BEGIN

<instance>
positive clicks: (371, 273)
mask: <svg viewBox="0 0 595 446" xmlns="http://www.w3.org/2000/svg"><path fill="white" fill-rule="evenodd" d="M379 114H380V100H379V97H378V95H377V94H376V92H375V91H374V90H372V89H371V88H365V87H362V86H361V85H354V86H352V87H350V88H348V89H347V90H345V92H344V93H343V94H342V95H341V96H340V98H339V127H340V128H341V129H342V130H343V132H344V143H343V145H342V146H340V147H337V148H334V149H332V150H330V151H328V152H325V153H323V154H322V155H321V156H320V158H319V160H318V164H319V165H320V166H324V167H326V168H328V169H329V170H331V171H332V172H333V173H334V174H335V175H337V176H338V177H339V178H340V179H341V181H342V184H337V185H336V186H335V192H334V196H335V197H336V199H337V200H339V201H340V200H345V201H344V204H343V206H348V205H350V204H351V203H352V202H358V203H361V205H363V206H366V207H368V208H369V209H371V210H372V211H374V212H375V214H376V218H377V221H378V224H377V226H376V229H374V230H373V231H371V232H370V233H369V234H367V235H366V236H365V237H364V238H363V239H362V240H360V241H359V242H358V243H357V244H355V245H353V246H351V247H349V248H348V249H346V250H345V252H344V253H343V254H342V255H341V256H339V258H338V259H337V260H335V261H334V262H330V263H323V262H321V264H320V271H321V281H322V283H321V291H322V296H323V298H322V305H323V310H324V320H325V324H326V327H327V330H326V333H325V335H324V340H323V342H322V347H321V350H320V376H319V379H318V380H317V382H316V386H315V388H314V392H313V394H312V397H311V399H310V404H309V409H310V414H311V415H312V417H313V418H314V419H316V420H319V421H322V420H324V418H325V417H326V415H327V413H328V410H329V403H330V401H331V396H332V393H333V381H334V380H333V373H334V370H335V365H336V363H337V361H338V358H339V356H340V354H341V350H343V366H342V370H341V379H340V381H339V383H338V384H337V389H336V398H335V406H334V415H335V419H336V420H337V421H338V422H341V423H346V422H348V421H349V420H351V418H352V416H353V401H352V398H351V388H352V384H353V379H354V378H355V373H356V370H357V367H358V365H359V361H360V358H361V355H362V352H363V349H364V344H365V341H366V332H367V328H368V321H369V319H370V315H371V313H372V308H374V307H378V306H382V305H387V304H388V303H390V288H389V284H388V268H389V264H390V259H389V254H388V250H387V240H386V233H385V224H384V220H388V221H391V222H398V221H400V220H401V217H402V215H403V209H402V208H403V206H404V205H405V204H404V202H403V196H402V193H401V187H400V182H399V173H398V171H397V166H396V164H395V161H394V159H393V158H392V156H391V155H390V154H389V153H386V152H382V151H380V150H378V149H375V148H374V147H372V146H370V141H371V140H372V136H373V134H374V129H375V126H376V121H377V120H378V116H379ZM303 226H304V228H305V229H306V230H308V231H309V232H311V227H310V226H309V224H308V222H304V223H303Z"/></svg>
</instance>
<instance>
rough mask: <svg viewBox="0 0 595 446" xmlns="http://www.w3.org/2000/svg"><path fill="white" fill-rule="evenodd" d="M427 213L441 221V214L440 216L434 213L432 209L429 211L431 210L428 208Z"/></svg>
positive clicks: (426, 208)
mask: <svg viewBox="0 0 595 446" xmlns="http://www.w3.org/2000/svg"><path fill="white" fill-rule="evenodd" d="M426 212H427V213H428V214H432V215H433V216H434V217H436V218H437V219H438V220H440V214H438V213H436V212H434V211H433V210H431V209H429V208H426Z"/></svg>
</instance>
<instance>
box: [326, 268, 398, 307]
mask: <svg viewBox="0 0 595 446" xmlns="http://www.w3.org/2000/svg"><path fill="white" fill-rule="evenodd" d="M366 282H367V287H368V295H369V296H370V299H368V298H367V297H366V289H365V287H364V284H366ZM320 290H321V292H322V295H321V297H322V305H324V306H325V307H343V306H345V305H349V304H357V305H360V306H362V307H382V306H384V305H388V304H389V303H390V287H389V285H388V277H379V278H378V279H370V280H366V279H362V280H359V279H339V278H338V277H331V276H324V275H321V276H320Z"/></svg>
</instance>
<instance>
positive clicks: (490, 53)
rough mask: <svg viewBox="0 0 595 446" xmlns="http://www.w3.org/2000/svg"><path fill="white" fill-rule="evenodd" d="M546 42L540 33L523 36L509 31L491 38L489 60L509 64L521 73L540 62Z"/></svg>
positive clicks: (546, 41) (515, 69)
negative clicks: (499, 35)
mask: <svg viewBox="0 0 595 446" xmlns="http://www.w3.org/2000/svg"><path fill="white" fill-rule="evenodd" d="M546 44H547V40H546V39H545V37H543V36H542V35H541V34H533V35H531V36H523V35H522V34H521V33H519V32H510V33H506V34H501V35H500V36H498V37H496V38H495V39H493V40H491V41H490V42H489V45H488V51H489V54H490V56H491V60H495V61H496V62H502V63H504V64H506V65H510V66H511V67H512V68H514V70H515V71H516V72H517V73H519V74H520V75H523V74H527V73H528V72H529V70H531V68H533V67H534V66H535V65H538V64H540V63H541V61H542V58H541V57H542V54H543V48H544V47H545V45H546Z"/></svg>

END

Would you print, exactly as written, every line above from the one holding "positive clicks: (490, 53)" through the one holding "positive clicks: (546, 41) (515, 69)", with both included and no other lines?

§ The completed task
positive clicks: (490, 53)
rough mask: <svg viewBox="0 0 595 446" xmlns="http://www.w3.org/2000/svg"><path fill="white" fill-rule="evenodd" d="M546 42L540 33L523 36L509 31L491 38L489 60L509 64L521 73L540 62Z"/></svg>
positive clicks: (546, 41) (515, 69)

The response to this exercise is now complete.